* _KEGIATAN_
1. Menurut artikel tentang Covid-19 di bawah ini, berapa denda bagi perusahaan yang tidak menerapkan protokol kesehatan?
2. Tuliskan kembali tanpa perubahan bagian artikel tentang Covid-19 di bawah ini, mulai dari "Di tengah himpitan" sampai dengan "mencapai 3.635 orang.".

* _TEKS SUMBER_
+--

ERAMADANI.COM, DENPASAR – Kasus penyebaran Covid-19 di Indonesia dalam enam bulan terakhir ini kian melonjak. Berbagai usaha pemerintah telah dilakukan, tetapi jumlah korban semakin bertambah setiap harinya.
Baru–baru ini pemerintah telah mengambil tindakan tegas, dengan menerapkan sistem denda Rp 100.000 bagi masyarakat yang tidak menggunakan masker.
Denda Rp 1.000.000 bagi perusahaan yang tidak menerapkan protokol kesehatan (prokes).
Namun, kebijakan tersebut menjadi polemik hingga saat ini, sebab tidak semua daerah mampu menerapkan sanksi itu terhadap masyarakatnya.
Di tengah himpitan ekonomi, masyarakat semakin merasa sesak akibat banyaknya peraturan pemerintah yang tumpang tindih.
Hingga kini, kasus Covid-19 di Indonesia telah mencapai 232.628 terkonfirmasi positif.
Dengan penambahan jumlah kasus nasional per 17 Septemebr 2020 kemarin mencapai 3.635 orang.
Lonjakan tersebut tentu bukan hal yang sepele.
Mengingat baik pemerintah pusat dan daerah sudah berusaha semaksimal mungkin memperketat penerapan prokes bagi warganya.
Gelombang pertama penyebaran virus Corona di Indonesia terlihat belum menunjukkan akhir.
Lantas Mengapa Prokes Sulit Dipatuhi oleh Masyarakat?
Dilansir dari bbc.com, seorang pengamat sosial dari Universitas Indonesia, Devie Rahmawati mengatakan tidak disiplinnya masyarakat menjalankan prokes disebabkan oleh 4 hal.
- Keterbatasan pengetahuan: Ketidaktahuan masyarakat akan penyakit ini, karena kita ketahui pandemi ini baru dirasakan oleh masyarakat Indonesia pada tahun 2020 ini. Belum ada penelitian pasti apa penyebab dan seperti apa penyaki Covid-19 ini.
- Tidak ada pengalaman: Berbeda dengan demam berdarah, campak, malaria, dan sebagainya, semua orang tahu tentang penyakit tersebut dan punya pengalaman baik untuk dirinya sendiri. Berbeda dengan Covid-19 yang benar berbahaya bahkan bisa mematikan jika sudah positif terpapar.

+--

Baris yang Tersimpan
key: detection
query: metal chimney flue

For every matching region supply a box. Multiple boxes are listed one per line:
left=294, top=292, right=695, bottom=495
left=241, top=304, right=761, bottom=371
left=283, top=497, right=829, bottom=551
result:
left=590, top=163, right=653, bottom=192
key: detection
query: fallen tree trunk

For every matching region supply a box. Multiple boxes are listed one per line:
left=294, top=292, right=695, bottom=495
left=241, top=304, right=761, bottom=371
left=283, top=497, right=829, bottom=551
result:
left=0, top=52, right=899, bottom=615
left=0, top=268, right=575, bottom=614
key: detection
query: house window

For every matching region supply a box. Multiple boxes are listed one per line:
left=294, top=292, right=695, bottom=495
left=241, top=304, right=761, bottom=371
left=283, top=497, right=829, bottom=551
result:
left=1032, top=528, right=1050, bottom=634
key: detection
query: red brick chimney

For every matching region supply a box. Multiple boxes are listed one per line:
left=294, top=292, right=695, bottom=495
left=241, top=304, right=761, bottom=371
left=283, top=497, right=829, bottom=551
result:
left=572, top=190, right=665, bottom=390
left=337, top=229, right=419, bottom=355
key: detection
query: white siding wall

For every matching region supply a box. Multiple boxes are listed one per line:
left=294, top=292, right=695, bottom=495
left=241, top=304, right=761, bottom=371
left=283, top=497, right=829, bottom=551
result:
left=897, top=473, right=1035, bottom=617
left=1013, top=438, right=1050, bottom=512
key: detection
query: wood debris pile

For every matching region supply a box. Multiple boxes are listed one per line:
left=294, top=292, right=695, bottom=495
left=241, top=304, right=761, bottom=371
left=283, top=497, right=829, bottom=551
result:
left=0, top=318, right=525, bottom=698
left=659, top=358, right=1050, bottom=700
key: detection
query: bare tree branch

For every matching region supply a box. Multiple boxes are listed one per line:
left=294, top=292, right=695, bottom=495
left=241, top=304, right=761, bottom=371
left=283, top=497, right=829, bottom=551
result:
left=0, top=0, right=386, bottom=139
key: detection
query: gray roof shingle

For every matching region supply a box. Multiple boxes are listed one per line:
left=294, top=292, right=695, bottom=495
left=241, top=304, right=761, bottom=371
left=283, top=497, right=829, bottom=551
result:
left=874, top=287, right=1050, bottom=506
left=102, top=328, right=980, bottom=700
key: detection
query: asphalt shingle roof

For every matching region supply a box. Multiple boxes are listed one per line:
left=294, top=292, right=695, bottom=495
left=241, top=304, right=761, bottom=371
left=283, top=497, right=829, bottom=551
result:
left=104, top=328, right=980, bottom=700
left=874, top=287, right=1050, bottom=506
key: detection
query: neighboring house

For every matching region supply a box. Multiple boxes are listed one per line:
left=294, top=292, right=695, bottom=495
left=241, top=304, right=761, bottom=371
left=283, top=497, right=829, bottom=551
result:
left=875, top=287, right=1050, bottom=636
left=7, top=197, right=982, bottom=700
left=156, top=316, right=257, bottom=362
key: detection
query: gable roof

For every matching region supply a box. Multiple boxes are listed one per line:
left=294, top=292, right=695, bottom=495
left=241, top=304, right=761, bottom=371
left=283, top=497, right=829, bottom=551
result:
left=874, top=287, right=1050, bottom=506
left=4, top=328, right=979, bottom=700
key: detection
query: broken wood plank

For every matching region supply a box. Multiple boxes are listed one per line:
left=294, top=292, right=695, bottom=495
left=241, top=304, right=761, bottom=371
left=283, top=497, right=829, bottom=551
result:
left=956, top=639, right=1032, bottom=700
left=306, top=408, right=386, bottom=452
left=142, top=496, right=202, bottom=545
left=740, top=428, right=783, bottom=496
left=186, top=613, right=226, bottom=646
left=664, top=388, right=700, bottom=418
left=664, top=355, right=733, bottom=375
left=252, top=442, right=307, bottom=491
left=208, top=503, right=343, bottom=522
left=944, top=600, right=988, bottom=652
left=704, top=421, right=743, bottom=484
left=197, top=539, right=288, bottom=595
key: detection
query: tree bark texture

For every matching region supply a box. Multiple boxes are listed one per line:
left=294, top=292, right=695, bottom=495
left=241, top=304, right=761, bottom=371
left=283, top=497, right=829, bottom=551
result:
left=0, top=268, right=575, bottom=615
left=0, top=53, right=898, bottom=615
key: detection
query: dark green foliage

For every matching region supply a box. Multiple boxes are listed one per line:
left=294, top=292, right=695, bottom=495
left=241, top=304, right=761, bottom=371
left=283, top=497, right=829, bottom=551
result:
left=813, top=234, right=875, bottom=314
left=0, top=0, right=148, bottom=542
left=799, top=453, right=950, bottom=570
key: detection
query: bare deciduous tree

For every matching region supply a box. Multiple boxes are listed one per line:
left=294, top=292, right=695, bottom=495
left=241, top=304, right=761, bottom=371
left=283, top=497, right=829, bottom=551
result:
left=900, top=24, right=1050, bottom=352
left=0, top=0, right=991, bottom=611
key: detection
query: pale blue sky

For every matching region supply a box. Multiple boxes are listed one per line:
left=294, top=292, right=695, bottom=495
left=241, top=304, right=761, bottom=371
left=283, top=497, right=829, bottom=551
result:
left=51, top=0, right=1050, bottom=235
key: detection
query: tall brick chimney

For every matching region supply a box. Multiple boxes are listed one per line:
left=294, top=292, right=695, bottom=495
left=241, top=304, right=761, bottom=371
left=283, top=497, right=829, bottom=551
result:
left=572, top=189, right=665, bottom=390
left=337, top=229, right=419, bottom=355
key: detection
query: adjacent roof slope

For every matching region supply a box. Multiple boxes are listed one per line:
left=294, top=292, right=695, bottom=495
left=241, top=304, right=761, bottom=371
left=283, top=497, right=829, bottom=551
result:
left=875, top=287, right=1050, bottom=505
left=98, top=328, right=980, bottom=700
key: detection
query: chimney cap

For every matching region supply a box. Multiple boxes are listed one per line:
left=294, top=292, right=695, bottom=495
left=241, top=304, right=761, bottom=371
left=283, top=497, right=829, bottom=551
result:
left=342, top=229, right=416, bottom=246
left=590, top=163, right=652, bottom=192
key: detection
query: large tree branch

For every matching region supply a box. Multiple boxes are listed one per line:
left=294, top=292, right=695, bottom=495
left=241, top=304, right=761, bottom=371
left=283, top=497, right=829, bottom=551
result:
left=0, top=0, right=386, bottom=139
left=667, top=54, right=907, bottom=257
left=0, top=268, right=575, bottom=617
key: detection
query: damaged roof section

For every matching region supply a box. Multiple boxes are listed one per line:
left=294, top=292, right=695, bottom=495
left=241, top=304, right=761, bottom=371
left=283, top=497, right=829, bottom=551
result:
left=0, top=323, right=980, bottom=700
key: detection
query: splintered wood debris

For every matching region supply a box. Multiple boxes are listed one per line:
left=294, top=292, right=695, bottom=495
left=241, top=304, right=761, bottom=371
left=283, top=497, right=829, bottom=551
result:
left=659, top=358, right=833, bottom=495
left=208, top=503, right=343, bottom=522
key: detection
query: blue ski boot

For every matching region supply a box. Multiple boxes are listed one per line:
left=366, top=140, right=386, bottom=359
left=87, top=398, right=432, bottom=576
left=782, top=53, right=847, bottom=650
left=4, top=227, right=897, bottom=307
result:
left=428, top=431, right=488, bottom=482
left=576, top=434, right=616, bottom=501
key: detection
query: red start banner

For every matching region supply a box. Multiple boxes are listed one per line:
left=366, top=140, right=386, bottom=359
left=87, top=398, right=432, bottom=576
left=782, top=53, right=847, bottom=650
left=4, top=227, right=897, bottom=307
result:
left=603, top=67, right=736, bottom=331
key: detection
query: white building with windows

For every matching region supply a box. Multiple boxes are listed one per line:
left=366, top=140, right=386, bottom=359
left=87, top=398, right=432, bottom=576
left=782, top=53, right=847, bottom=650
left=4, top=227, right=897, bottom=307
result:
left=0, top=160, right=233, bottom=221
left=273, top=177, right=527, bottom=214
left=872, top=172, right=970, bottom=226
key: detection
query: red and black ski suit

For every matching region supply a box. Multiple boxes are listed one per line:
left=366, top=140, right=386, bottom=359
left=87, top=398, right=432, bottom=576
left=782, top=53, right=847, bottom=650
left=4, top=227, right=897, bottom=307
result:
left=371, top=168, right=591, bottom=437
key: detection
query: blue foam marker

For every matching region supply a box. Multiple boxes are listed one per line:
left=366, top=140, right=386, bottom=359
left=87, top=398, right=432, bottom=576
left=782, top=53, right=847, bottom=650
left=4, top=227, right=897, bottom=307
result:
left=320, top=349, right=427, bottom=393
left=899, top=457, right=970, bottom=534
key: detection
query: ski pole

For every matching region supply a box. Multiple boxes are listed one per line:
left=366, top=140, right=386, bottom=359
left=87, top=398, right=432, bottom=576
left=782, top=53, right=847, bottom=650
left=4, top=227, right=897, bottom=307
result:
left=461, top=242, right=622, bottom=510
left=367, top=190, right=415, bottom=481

+--

* _HASIL LATIHAN_
1. Rp 1.000.000.

2.
Di tengah himpitan ekonomi, masyarakat semakin merasa sesak akibat banyaknya peraturan pemerintah yang tumpang tindih.
Hingga kini, kasus Covid-19 di Indonesia telah mencapai 232.628 terkonfirmasi positif.
Dengan penambahan jumlah kasus nasional per 17 Septemebr 2020 kemarin mencapai 3.635 orang.